#### Data for this exercise:
%%

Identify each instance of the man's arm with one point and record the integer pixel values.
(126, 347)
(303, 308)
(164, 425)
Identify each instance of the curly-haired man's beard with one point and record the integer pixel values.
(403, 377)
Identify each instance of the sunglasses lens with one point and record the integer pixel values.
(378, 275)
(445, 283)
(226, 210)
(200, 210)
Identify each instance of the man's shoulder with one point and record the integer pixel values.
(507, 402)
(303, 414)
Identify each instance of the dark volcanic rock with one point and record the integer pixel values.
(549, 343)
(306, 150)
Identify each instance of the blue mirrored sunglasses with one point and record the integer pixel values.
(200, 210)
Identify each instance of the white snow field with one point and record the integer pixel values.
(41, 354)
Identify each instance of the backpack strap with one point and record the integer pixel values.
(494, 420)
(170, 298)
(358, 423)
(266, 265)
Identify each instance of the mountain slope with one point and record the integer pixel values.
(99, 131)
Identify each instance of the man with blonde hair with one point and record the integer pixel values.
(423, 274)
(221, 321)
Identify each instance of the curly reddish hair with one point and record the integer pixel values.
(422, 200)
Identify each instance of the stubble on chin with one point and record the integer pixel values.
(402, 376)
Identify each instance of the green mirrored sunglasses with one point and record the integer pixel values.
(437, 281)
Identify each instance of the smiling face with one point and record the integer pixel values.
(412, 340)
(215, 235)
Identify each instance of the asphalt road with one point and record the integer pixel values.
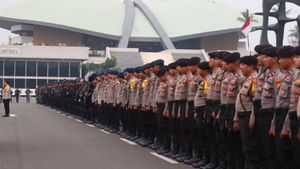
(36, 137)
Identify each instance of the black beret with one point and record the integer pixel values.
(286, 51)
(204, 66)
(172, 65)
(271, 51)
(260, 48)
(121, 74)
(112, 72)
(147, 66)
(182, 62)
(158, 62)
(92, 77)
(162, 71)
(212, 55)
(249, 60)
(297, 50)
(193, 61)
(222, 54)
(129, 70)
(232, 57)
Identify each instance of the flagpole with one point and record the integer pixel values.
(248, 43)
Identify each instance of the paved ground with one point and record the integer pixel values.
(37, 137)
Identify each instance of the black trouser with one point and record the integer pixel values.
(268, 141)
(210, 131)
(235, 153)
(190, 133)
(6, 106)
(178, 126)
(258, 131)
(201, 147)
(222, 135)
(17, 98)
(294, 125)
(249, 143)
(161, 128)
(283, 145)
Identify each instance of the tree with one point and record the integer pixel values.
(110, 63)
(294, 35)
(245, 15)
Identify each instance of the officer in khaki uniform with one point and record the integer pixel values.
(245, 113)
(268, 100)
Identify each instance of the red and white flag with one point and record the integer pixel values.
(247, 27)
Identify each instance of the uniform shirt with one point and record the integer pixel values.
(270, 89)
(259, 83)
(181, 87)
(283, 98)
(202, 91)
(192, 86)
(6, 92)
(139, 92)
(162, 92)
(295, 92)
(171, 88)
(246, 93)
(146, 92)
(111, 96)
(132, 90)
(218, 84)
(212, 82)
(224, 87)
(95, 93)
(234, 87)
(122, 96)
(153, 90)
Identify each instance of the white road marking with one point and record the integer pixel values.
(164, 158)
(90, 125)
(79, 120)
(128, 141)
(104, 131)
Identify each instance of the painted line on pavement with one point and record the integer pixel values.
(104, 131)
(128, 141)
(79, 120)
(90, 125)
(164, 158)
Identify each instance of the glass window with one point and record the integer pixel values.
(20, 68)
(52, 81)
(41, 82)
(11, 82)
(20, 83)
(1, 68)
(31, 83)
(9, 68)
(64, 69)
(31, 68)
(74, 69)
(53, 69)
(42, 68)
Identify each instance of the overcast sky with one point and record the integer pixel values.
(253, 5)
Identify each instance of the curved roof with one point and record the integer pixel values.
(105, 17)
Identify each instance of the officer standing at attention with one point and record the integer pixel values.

%%

#### What is required:
Return the lines above, starting at the one that contains "Identify each instance of the paved" and running through the last, exactly as they appear, with no extra lines.

#### Answer to this exercise:
Identify each instance of the paved ground with one point and record the integer pixel values.
(37, 137)
Identify each instance of the black trouser with one point and record the integer pixel values.
(268, 141)
(210, 131)
(235, 153)
(190, 133)
(6, 106)
(178, 126)
(258, 131)
(201, 147)
(222, 135)
(17, 98)
(294, 125)
(249, 143)
(161, 128)
(283, 145)
Identify each instance of the tree with one point and record the integer pixel values.
(110, 63)
(294, 35)
(245, 15)
Identify each instance of the officer in khaki uniform with one point and record the integer pixel values.
(245, 113)
(268, 100)
Identify each instance of the red and white flag with one point and record the integer pixel values.
(247, 27)
Identify each instance of the uniform shirt with one point and record the integer pixel values.
(270, 89)
(259, 83)
(181, 87)
(283, 98)
(202, 91)
(192, 86)
(6, 92)
(139, 92)
(162, 92)
(295, 92)
(171, 88)
(246, 93)
(146, 92)
(111, 96)
(132, 90)
(218, 84)
(212, 82)
(224, 87)
(95, 93)
(234, 87)
(122, 96)
(153, 90)
Identify each instance of the white road marking with one point and record the integer pixel values.
(164, 158)
(90, 125)
(79, 120)
(128, 141)
(104, 131)
Identify each instance of the painted line on pavement with one point and record the integer pixel values.
(104, 131)
(128, 141)
(79, 120)
(90, 125)
(164, 158)
Identify each instance of the glass window with one point and record the integer pixel values.
(20, 68)
(52, 81)
(41, 82)
(11, 82)
(20, 83)
(1, 68)
(31, 83)
(9, 68)
(64, 69)
(31, 68)
(74, 69)
(53, 69)
(42, 68)
Identify each instance of the overcast sky with one point and record the integer pixel values.
(253, 5)
Identify each instance of the curved roof with one point and record the integer pixel values.
(105, 17)
Identify each instance of the officer standing at attention with one point and record the integer pixel values.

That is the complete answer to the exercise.